- _Explore the material_:
**1)** In the review of Act of Darkness, on which holiday does Act of Darkness take place?
**2)** Decide whether each statement agrees with the review of Act of Darkness: (a) Jane Haddam is a pen name for Oriana Papazoglou. (b) The book after Act of Darkness takes place on Thanksgiving. (c) Act of Darkness sits in a virtual To Be Read pile. Answer yes or no for each, quoting the words of the review that decide it.
**3)** Reproduce the part of the review of Act of Darkness between "Act of Darkness by" and "but not enough.", inclusive.

Act of Darkness by Jane Haddam. This book has been sitting in my real, physical To Be Read pile. There is a virtual pile in my head that doesn't bear thinking about, but the physical pile is, if not exactly manageable, at least not mind-boggling. But I've been putting off reading it because I do love the Gregor Demarkian mysteries and I know they grow deeper and more thoughtful as time goes along so I have a great deal of good reading ahead of me, but not enough.
Jane Haddam, whose real name is Oriana Papazoglou, which I like a lot more than her pseudonym, has written 27 of these books, originally called the Holiday Series because the stories took place on holidays: Christmas, Easter (Western, Roman Catholic), and in Act of Darkness, the 4th of July. The next book will take place on Halloween, and the next on St Patrick's Day, and then on Thanksgiving. The books have themes of social criticism, the one at Easter being a discussion of the church and this one being about politicians.

- _Source data_:
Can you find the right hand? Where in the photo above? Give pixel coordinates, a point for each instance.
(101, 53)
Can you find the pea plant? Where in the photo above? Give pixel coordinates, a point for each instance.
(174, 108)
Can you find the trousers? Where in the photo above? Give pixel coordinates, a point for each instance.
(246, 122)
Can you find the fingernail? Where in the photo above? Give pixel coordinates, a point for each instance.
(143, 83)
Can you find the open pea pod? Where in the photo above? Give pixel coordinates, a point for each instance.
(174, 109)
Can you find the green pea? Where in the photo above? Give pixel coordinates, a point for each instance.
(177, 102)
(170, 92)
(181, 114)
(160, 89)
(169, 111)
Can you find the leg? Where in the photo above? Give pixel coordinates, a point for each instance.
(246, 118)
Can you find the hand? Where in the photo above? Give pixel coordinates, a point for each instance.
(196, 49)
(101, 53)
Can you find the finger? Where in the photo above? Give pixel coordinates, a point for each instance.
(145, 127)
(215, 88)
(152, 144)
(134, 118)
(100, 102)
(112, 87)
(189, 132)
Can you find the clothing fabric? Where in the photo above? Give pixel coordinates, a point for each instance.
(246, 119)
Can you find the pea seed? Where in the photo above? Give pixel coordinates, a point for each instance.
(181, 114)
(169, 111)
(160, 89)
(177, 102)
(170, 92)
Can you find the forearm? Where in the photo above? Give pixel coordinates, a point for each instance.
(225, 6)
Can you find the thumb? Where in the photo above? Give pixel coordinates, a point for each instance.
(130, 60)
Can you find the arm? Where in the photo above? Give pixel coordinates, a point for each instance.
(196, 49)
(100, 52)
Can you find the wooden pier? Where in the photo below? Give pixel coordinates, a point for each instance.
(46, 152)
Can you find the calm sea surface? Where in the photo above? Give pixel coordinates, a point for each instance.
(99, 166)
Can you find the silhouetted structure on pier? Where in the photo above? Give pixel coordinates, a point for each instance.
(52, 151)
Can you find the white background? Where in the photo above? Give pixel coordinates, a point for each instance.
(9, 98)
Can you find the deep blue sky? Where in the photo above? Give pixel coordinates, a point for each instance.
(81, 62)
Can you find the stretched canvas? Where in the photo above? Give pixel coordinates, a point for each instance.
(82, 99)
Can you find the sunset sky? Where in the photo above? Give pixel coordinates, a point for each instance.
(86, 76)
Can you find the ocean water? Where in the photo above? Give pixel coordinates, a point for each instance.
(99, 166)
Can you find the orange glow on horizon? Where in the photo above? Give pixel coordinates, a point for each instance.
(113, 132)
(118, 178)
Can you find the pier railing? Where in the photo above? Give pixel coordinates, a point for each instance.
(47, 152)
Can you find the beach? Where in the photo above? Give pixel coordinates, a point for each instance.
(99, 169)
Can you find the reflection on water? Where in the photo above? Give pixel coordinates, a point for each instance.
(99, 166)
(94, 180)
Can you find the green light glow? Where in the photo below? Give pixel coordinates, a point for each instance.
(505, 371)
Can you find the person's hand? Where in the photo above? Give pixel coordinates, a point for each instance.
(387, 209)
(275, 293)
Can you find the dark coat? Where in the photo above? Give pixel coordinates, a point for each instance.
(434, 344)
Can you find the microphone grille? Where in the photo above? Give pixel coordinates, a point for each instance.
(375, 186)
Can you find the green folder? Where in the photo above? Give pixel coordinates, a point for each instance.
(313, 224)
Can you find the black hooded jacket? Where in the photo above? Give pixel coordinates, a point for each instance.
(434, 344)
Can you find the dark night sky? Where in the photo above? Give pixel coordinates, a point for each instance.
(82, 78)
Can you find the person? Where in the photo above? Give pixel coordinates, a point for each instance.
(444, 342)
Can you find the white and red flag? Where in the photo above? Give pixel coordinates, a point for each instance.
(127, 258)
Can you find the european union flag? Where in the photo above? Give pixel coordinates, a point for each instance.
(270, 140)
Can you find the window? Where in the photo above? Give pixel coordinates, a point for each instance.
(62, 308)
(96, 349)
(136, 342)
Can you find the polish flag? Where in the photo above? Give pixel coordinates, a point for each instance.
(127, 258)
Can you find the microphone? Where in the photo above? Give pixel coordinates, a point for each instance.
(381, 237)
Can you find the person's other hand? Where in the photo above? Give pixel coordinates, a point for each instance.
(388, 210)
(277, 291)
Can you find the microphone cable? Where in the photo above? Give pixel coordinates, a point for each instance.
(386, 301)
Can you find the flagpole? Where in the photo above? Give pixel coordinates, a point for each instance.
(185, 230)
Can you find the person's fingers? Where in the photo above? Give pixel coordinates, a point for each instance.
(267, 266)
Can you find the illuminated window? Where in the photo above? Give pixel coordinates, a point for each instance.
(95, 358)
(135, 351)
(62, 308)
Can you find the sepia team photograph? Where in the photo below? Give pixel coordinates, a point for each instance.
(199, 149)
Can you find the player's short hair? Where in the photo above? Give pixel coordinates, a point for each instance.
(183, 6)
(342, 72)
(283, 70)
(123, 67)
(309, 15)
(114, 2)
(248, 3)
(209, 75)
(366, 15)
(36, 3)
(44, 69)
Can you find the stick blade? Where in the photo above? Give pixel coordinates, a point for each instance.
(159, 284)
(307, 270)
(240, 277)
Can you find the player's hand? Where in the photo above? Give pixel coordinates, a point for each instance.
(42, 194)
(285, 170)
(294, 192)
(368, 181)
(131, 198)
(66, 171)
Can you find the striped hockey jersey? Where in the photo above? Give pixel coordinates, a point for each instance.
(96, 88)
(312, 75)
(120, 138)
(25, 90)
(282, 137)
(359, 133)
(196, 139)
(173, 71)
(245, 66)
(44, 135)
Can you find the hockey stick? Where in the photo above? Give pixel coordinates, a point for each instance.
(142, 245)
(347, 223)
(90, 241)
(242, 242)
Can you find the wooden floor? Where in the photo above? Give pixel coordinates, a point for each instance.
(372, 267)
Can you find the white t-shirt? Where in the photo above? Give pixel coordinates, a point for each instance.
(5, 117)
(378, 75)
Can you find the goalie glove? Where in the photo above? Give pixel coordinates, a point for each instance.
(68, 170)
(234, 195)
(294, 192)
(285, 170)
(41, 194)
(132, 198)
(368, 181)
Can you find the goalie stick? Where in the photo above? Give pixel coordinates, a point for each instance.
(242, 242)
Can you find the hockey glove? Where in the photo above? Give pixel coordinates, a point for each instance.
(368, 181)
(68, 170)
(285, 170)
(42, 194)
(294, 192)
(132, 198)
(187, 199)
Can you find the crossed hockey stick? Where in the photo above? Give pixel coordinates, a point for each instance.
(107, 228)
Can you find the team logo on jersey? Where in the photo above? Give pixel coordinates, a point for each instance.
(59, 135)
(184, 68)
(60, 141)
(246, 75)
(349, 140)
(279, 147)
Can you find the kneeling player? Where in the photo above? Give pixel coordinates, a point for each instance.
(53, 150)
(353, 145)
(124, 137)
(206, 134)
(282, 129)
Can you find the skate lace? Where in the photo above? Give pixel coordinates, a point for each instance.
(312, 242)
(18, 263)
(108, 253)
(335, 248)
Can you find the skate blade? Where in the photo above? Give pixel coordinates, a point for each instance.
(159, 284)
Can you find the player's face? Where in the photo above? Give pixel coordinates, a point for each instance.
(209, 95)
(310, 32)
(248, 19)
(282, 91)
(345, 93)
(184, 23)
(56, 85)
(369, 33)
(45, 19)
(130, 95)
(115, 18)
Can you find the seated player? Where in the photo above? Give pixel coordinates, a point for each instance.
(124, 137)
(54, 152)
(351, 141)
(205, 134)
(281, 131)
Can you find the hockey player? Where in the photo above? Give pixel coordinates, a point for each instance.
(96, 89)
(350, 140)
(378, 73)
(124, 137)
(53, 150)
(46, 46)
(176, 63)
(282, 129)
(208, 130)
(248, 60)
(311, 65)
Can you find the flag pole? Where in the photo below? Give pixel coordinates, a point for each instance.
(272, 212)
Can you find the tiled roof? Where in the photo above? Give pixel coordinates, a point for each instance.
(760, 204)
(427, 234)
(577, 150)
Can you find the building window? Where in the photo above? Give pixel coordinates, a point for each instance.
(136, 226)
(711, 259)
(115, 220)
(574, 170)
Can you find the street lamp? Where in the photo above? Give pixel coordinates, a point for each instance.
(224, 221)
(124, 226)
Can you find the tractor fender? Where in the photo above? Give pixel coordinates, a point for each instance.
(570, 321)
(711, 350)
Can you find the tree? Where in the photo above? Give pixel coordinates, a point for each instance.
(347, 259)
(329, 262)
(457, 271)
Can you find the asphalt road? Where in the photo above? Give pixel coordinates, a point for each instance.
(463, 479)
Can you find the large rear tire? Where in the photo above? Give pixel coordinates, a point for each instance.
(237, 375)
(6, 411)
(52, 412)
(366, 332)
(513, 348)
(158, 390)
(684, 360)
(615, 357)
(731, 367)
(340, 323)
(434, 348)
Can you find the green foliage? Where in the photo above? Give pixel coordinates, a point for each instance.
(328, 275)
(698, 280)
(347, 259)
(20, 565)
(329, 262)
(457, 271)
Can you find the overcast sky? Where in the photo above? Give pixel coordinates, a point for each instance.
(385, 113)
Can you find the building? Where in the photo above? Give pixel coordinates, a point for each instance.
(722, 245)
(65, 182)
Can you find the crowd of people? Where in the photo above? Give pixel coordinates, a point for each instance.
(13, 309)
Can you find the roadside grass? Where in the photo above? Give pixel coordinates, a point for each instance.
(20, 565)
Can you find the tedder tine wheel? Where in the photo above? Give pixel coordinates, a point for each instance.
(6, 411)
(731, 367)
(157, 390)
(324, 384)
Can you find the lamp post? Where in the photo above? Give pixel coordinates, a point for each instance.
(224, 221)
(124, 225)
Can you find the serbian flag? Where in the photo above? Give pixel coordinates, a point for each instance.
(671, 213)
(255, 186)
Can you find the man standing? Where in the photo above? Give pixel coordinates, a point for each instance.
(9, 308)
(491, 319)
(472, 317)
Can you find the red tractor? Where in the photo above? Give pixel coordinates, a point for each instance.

- _Answer section_:
**1)** The 4th of July.

**2)**
(a) Yes: "Jane Haddam, whose real name is Oriana Papazoglou"
(b) No: "The next book will take place on Halloween"
(c) No: "This book has been sitting in my real, physical To Be Read pile."

**3)**
Act of Darkness by Jane Haddam. This book has been sitting in my real, physical To Be Read pile. There is a virtual pile in my head that doesn't bear thinking about, but the physical pile is, if not exactly manageable, at least not mind-boggling. But I've been putting off reading it because I do love the Gregor Demarkian mysteries and I know they grow deeper and more thoughtful as time goes along so I have a great deal of good reading ahead of me, but not enough.